Compito assegnato:
Riporta il passo dell'estratto che segue, partendo da "Start-up: riflessioni per" e proseguendo fino a "incubazione e accelerazione.", ma sostituisci "Italia" con "Europa".

Estratto fornito:
- - - -

Articoli

Il mio contributo a Il Quotidiano del Friuli Venezia Giulia del 18 febbraio.

Start-up: riflessioni per accelerare la crescita
 Il numero delle start-up innovative è in costante aumento in Italia ed, oltre alle società già costituite, esiste una florida realtà di pre start-up rappresentata da un patrimonio di giovani team con idee imprenditoriali che si formano nelle numerose business plan competition, nei programmi di incubazione e accelerazione.

- - - -

Dati:
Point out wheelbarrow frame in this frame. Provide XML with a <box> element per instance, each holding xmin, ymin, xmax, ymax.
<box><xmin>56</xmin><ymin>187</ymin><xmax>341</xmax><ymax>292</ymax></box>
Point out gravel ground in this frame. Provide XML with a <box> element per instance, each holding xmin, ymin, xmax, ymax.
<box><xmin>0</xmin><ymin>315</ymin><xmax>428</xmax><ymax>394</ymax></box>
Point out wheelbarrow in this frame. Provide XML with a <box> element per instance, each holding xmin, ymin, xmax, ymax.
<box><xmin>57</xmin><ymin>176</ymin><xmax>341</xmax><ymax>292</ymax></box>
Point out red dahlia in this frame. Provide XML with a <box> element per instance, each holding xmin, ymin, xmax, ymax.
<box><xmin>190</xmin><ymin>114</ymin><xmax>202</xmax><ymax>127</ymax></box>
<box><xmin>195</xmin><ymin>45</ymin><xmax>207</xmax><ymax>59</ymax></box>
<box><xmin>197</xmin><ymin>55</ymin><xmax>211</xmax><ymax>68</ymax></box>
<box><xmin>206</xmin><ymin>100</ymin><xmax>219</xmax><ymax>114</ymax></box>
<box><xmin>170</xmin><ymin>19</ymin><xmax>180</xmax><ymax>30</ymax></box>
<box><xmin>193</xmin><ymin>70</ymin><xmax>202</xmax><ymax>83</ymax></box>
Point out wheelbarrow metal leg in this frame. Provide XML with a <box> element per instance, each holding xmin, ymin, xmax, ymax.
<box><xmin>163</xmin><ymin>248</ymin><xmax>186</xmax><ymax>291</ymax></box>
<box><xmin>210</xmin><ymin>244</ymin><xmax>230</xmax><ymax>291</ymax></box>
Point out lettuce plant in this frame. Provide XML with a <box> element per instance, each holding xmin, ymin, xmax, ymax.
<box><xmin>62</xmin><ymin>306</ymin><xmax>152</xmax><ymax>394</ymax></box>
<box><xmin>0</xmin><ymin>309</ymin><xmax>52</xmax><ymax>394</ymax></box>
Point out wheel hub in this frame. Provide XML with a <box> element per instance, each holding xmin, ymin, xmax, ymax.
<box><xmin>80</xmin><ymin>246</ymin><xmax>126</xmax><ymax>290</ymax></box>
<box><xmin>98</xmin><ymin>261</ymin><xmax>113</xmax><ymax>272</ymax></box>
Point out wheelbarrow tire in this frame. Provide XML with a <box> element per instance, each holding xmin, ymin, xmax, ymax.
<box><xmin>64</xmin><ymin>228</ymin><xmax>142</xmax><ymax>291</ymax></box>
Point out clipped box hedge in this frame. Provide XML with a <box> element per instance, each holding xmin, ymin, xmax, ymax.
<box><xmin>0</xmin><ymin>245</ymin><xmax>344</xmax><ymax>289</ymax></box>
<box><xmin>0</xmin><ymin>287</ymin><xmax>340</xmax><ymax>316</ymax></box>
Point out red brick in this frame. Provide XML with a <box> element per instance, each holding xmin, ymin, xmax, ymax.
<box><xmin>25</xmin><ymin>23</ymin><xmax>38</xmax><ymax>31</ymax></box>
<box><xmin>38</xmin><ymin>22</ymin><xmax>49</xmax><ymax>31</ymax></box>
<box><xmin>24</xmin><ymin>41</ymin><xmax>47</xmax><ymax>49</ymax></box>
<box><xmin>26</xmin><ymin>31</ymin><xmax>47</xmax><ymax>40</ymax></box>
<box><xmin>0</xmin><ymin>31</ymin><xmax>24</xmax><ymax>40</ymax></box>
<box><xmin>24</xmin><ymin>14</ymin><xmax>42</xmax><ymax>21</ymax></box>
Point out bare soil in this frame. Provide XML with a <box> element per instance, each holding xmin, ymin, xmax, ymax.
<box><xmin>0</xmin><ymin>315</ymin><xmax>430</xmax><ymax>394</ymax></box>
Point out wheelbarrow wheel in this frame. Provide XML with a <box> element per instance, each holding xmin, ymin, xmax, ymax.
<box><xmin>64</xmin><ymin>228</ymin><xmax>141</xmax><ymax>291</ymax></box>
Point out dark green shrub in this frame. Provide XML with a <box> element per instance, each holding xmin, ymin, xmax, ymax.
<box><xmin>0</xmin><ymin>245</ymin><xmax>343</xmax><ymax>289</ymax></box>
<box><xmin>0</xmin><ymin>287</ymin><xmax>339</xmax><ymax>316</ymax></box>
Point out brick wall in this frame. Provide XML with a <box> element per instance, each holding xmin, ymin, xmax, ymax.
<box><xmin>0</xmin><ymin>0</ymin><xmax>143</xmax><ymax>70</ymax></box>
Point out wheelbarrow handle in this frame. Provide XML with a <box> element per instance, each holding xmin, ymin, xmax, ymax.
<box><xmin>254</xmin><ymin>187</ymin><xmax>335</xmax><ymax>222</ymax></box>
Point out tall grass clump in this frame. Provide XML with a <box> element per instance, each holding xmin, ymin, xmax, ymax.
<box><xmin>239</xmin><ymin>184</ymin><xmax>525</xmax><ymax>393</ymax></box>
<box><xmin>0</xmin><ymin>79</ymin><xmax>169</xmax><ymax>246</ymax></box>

- - - -

Risposta:
Start-up: riflessioni per accelerare la crescita
 Il numero delle start-up innovative è in costante aumento in Europa ed, oltre alle società già costituite, esiste una florida realtà di pre start-up rappresentata da un patrimonio di giovani team con idee imprenditoriali che si formano nelle numerose business plan competition, nei programmi di incubazione e accelerazione.